What is needed:
What's needed is an exact copy of all the data below, without pictures.

Working data:
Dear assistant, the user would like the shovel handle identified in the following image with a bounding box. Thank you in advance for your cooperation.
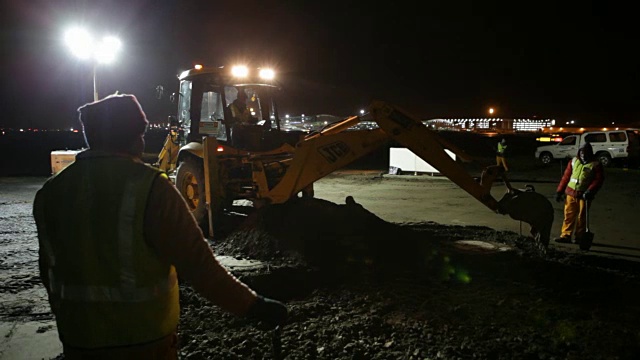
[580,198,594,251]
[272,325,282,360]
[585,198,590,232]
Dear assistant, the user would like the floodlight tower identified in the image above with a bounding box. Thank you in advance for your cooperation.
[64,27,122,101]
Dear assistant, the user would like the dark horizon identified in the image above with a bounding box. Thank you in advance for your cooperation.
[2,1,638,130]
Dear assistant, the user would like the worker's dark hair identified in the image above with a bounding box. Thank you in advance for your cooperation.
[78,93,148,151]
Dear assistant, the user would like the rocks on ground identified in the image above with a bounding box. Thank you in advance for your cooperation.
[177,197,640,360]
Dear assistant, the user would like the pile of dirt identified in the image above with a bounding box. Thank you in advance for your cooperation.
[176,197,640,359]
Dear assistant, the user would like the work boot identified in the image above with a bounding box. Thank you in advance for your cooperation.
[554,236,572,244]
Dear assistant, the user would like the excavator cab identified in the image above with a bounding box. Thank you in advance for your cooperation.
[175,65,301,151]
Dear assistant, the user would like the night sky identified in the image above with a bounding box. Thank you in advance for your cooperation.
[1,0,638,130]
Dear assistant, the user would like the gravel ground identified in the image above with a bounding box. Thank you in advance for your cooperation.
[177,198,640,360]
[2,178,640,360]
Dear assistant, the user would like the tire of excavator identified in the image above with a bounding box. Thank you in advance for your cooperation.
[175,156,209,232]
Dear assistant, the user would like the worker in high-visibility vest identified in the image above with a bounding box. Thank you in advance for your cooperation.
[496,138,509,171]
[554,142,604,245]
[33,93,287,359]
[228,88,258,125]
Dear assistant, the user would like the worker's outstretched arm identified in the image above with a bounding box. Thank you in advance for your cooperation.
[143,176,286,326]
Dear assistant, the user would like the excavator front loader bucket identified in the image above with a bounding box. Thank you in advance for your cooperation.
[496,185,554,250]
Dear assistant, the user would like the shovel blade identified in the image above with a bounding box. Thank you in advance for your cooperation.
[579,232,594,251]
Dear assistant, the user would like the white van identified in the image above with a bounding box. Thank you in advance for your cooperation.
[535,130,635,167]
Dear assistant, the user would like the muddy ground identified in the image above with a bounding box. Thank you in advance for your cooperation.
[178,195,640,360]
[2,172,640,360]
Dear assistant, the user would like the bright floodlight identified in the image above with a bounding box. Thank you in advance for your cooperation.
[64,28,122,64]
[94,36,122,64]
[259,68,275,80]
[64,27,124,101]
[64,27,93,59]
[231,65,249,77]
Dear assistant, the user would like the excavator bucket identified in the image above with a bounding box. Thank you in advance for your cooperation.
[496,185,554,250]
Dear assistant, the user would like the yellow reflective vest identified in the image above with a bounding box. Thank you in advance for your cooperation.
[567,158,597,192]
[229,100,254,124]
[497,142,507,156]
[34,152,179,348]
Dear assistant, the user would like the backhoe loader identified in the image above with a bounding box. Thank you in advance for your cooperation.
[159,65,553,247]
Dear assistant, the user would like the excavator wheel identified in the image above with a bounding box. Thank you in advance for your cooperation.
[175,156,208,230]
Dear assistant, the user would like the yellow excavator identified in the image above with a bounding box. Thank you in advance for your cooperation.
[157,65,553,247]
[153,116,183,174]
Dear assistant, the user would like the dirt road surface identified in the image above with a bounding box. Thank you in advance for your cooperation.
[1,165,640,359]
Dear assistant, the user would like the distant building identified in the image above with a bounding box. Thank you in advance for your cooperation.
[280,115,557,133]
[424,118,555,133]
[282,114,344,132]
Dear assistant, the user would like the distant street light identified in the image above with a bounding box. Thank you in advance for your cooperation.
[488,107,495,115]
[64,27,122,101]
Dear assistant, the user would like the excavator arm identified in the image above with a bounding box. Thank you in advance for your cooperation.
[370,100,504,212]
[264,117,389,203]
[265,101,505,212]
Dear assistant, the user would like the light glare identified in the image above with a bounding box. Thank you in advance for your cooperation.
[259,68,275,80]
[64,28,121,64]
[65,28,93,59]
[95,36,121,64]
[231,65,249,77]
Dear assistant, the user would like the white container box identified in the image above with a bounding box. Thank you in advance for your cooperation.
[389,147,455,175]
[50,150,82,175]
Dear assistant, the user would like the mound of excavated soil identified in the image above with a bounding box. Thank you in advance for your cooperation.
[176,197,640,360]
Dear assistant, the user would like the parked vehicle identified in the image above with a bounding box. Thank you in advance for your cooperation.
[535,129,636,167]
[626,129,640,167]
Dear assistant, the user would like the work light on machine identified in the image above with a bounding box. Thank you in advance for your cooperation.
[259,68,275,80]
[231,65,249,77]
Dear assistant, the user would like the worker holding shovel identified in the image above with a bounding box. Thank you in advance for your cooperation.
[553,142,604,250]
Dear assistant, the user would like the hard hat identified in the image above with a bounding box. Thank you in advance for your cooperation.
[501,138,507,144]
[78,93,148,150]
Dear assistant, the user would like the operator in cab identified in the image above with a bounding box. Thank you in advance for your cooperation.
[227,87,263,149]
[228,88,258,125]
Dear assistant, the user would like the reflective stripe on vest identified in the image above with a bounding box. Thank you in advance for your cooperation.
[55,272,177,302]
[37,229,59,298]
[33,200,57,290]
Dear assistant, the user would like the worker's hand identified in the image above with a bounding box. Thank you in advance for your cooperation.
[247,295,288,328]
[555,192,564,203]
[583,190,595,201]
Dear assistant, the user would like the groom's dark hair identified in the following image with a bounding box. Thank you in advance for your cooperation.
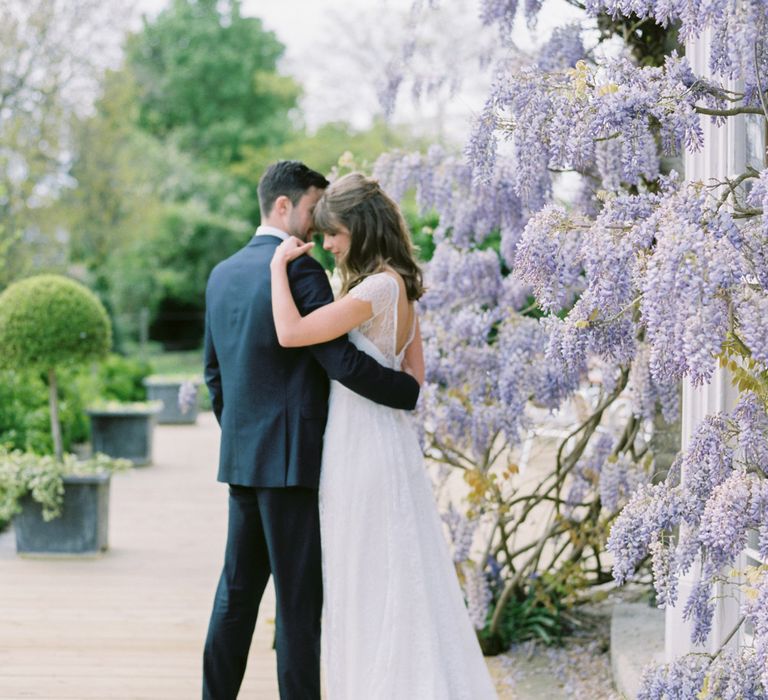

Exercise solution:
Dear assistant, the user would like the shovel handle identified in the following image with a bounding box. Thank you in advance for your cooperation.
[580,198,594,251]
[272,325,282,360]
[585,198,590,232]
Dear assistant, the user would like the floodlight tower identified in the image above with a bounding box. Thank you in advance for your cooperation.
[64,27,122,101]
Dear assistant, the user would like the dark horizon identified in the image above with a bounding box. Thank you in advance for your cooperation.
[2,1,638,130]
Dear assistant, the user would like the worker's dark hair identified in the image above with a bounding box. Thank you in advance for your cooperation.
[78,93,148,151]
Dear assistant, the user would like the rocks on ground identified in the image above with a bounding box. Thank you in advance for your cooperation.
[177,197,640,360]
Dear assistant, the user would like the pile of dirt identified in the image above with a bounding box. Thank you in advance for your cooperation.
[176,197,640,359]
Dear assistant, the user would like the work boot identified in the image above with a bounding box. Thank you in advance for your cooperation.
[554,236,572,244]
Dear assistant, the user would like the excavator cab identified in the image above with a bounding box. Thank you in advance for your cooperation.
[175,65,301,151]
Dear assistant, the user would like the night sky identified in the image above with a bounding box. Thank you in advance for your cooperation.
[1,0,638,130]
Dear assistant, the user would like the gravel ground identified in the image above with a bounding box. Thank you in advance for your cooperation.
[177,198,640,360]
[2,178,640,360]
Dear assistant, the user would like the tire of excavator identified in the image above with a bounding box. Thank you in advance for your cooperation.
[175,156,209,232]
Dear assistant, the user would like the worker in high-visibility vest identified in the image above with a bounding box. Thank you in advance for your cooperation.
[496,138,509,171]
[554,142,604,245]
[33,93,287,359]
[228,88,258,125]
Dear assistant, the user would like the worker's outstretched arm identified in the image above with a bounding box. Thank you in advance for your cooperation.
[143,176,286,326]
Dear assistant, the user would like the excavator front loader bucket identified in the image above with a bounding box. Thank you in advance for your cooperation.
[496,185,554,250]
Dear assistant, the user would like the shovel blade identified in the image above with a bounding box. Thank you in advance for your cooperation.
[579,232,594,251]
Dear assistant, the user would like the white van identified in the image above with a bounding box. Thank you in advance for your cooperation.
[535,130,635,167]
Dear assistant, the user would like the muddy ground identified in the image above with a bounding box. Thank you in advance for your cooperation.
[178,195,640,360]
[2,172,640,360]
Dear assistant, the user would like the bright floodlight identified in the image above with a bounding box. Thank you in advance for your cooperation.
[64,28,122,64]
[94,36,122,64]
[259,68,275,80]
[64,27,124,101]
[64,27,93,59]
[231,65,249,77]
Dear assistant, the user would like the excavator bucket identified in the image above with a bounding box. Thank you in advance for your cooperation.
[496,185,554,250]
Dear assistant, the user would like the yellow reflective vest identified in the image above with a bounding box. Thank you in advance for your cooperation.
[567,158,597,192]
[229,100,254,124]
[497,142,507,156]
[34,152,179,348]
Dear assistant, the user would like the backhoe loader identified in the image above with a bounding box. Thank you in advance for your cooperation.
[159,65,553,247]
Dear assistant, the user would like the excavator wheel identified in the image above with a bounding box. Thank you in advance for your cooperation.
[175,156,208,230]
Dear assistant, the user would like the yellow excavator identified in the image above with a bounding box. Thank you in advance for your cooperation.
[157,65,553,247]
[153,116,183,174]
Dear assistant, the user would like the dirt road surface identified in the image above with a bounding box. Thank you in advance for your cooperation.
[1,165,640,359]
Dear assistant, the user would like the distant building identified in the image above with a bounding box. Thank you in advance for your cooperation.
[280,115,557,133]
[424,118,555,133]
[282,114,344,132]
Dear assistant, the user would like the distant street light identified in the image above with a bounding box. Thank you in advance for your cooperation.
[488,107,495,115]
[64,27,122,101]
Dear assistant, the user would like the excavator arm identified in the image above with a bounding box. Thank you in advance for your cooperation.
[370,100,504,212]
[264,117,389,203]
[265,101,505,212]
Dear assistant, the user would like the light glare identified in the image above with a bounding box. Thank you in advance for your cooperation.
[259,68,275,80]
[64,28,121,64]
[65,28,93,59]
[95,36,121,64]
[231,65,249,77]
Dear assistant, the user would like the white container box identified in the image above with a bounding box. Thank you in advance for your cooperation.
[389,147,455,175]
[50,150,82,175]
Dear assistant, the user would like the mound of excavated soil identified in the image above with a bounding box. Thank you in advance for your cooperation.
[176,197,640,360]
Dear assistant, the user would like the parked vehicle identified in the image above with a bounding box. Thank you in advance for your cooperation.
[535,129,636,167]
[626,129,640,167]
Dear assistant, the user would like the work light on machine identified in the image above with a bounding box. Thank you in advance for your cooperation.
[259,68,275,80]
[231,65,249,77]
Dear assistant, the user would like the worker holding shovel identified in the image above with a bounding box. Thank you in advance for your cooperation.
[553,142,604,250]
Dear assistant, the user would like the hard hat identified in the image above with a bounding box. Thank you in advance for your cooperation.
[501,138,507,144]
[78,93,148,150]
Dear assistant, the user would like the operator in cab identified in the image above with a bounding box. Thank you in advance for your cooperation.
[227,87,263,149]
[228,88,258,125]
Dear assistant, the user would like the reflective stripe on vest identified in the image above with a bounding box. Thank you in advance for your cooperation.
[55,272,177,302]
[37,229,59,298]
[33,200,57,290]
Dear assistant, the user would like the worker's hand identified in the image above with a bounding box. Thank you in advance for your cooperation.
[247,295,288,328]
[555,192,564,203]
[583,190,595,201]
Dear assistant, the user would like the groom's dark hair identified in the following image with a bounding box. Thank you in advance for your cooperation.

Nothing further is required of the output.